• **Requirements**: Please reproduce the rows below without changes, from the line containing "reflection on water -> box" up to and including the line containing "0,244 -> 338,449".

· · · · ·

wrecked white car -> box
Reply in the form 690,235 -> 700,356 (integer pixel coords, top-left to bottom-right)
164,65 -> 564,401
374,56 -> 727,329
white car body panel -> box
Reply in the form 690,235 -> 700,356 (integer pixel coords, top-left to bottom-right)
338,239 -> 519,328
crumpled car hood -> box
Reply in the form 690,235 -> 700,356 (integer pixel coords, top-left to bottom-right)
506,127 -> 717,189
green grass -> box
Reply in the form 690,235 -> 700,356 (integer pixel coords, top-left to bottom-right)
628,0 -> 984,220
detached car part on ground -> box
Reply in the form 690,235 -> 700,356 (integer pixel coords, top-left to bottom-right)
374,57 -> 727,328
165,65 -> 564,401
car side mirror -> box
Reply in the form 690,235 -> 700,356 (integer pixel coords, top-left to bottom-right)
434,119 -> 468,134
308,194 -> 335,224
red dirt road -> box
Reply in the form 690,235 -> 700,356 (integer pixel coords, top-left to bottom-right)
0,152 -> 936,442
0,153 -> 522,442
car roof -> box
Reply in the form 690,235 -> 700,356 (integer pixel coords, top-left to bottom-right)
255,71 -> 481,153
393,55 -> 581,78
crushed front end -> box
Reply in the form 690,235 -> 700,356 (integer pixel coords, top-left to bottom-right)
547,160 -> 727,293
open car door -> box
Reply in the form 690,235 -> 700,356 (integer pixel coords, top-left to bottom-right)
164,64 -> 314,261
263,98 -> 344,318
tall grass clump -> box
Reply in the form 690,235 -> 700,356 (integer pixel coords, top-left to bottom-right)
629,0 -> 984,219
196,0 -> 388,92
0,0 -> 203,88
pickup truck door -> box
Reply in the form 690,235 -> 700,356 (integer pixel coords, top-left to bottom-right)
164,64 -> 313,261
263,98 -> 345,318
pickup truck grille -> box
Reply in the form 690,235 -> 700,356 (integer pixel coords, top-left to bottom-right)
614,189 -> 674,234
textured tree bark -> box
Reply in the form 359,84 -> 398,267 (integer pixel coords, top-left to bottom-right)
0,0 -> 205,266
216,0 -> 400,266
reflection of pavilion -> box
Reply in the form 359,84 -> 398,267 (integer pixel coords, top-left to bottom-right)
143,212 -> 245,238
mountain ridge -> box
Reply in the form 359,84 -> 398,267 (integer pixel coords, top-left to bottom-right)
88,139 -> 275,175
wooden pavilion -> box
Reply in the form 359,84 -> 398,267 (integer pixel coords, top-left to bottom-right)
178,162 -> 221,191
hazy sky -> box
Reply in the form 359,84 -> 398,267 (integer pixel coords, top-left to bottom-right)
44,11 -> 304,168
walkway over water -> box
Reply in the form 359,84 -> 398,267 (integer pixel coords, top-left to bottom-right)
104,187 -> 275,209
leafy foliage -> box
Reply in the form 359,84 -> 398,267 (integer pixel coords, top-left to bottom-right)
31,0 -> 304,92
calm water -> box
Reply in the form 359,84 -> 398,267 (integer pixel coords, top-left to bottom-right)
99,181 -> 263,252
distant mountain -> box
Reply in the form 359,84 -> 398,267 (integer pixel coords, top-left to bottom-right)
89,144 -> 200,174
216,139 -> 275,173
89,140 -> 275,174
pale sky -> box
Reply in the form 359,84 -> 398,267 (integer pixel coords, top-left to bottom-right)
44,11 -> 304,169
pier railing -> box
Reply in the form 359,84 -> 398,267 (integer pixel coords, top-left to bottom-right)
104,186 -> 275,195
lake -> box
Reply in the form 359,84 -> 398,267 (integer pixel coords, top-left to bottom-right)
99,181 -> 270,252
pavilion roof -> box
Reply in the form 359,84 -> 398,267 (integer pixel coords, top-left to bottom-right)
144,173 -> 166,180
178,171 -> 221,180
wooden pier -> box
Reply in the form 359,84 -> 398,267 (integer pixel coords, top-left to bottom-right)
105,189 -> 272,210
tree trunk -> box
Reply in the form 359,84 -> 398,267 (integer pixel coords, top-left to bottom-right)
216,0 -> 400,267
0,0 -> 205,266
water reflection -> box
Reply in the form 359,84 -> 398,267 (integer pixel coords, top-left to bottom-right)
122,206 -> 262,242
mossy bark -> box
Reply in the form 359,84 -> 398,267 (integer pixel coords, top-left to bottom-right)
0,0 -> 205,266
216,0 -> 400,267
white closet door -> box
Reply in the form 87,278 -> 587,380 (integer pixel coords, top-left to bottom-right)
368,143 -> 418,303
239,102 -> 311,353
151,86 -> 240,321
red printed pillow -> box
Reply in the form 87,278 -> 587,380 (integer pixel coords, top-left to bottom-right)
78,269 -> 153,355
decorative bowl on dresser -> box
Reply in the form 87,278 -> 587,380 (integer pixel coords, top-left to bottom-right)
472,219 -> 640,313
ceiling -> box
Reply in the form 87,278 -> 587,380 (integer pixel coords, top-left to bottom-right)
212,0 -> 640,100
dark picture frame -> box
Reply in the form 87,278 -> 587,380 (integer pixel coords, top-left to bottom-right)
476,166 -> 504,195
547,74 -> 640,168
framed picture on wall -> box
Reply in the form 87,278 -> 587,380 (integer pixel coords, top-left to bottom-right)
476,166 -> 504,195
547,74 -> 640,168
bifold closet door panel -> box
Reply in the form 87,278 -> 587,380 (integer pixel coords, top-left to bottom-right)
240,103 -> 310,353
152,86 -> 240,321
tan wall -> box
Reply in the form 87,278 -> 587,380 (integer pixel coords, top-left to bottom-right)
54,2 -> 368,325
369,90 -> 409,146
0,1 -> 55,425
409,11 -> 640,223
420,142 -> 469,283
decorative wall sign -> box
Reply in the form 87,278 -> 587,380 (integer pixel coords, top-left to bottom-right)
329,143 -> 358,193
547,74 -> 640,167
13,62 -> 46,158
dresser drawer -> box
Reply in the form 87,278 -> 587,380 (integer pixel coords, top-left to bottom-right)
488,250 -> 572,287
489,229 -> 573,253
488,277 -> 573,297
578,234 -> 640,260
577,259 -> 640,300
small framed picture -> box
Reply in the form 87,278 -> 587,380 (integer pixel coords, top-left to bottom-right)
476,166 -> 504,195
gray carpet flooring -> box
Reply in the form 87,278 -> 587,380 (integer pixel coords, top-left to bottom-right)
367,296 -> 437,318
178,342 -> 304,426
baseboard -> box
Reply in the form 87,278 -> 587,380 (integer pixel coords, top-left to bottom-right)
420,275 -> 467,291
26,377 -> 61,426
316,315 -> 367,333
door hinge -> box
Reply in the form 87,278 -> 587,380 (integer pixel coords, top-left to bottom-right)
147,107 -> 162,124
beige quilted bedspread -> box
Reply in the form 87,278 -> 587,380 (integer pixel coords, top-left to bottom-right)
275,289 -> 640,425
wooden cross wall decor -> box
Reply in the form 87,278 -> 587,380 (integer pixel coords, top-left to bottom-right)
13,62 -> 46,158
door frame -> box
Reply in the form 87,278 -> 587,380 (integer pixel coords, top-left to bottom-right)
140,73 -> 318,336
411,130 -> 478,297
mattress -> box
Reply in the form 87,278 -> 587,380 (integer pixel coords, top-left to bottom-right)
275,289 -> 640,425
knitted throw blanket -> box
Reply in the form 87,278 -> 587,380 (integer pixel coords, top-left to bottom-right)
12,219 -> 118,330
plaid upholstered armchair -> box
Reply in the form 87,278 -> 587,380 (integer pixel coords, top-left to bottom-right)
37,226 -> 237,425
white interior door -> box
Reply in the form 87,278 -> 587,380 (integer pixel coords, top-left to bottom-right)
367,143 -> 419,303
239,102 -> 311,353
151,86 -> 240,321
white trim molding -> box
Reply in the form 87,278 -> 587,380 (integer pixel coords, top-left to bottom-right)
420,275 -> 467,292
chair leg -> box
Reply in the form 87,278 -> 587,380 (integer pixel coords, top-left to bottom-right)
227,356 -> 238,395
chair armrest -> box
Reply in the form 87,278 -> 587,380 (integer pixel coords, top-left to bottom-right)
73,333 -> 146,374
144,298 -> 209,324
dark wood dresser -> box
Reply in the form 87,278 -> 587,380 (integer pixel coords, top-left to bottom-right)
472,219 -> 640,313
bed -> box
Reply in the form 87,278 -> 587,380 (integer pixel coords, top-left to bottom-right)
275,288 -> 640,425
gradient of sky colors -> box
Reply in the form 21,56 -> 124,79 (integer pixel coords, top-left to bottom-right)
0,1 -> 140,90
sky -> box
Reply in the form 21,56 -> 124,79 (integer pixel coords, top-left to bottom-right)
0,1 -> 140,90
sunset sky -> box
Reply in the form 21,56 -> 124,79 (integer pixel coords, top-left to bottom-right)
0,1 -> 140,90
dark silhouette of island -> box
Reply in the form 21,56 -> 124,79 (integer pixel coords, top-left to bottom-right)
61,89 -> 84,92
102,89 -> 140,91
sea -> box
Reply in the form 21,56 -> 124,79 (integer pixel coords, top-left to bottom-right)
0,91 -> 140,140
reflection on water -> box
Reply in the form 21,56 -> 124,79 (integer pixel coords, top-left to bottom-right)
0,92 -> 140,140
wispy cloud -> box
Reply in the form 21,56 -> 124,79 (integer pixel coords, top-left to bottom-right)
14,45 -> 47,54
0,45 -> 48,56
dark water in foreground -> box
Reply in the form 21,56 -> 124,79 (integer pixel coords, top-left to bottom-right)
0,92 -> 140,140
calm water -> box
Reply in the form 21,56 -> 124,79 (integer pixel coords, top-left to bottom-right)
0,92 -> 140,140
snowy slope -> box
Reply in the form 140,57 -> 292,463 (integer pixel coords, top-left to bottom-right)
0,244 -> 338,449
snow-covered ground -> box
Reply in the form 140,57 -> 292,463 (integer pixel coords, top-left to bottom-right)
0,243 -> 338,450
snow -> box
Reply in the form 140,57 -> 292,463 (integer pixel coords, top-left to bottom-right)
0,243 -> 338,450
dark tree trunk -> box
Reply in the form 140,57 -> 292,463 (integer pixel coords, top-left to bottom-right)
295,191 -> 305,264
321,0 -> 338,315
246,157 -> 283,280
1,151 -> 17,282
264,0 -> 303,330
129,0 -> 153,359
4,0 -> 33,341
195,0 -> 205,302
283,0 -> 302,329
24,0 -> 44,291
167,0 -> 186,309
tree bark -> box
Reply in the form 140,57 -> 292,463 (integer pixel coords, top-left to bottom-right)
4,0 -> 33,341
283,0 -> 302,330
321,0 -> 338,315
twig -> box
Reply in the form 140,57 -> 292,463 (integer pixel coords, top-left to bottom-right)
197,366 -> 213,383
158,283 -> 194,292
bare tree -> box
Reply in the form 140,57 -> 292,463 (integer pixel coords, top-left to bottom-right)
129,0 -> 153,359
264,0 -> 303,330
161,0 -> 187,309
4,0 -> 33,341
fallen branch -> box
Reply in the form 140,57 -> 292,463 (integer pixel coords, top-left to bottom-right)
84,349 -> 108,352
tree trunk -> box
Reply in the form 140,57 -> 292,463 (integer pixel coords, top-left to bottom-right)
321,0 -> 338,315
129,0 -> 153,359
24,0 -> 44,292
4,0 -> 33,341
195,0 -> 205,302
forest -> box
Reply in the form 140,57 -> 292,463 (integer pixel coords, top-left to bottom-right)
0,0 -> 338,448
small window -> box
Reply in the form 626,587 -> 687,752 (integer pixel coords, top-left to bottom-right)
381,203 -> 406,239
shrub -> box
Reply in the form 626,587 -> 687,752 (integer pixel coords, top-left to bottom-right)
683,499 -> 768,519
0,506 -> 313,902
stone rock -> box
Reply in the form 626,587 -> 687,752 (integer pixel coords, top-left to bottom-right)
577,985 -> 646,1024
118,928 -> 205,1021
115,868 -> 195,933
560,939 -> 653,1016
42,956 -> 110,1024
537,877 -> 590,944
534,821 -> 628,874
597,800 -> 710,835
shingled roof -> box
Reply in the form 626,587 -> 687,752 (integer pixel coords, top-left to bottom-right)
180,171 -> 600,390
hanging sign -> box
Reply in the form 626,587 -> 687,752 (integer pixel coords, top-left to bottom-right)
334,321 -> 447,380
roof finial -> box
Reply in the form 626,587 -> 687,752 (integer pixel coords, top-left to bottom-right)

· · · · ·

• **Reply to the task**:
reflection on water -> box
Reply in the form 21,56 -> 124,79 (integer pixel coords, top-left to bottom-right)
0,92 -> 140,140
wispy cloud -> box
Reply in the form 21,56 -> 124,79 (integer pixel coords, top-left to bottom-right)
14,45 -> 47,54
0,45 -> 48,56
dark water in foreground -> box
Reply in the form 21,56 -> 124,79 (integer pixel coords, top-left to bottom-right)
0,92 -> 140,140
calm water -> box
Reply in the form 21,56 -> 124,79 (integer pixel coords, top-left to bottom-right)
0,92 -> 140,140
snowy slope -> box
Reply in the form 140,57 -> 292,463 (integer pixel coords, top-left to bottom-right)
0,244 -> 338,449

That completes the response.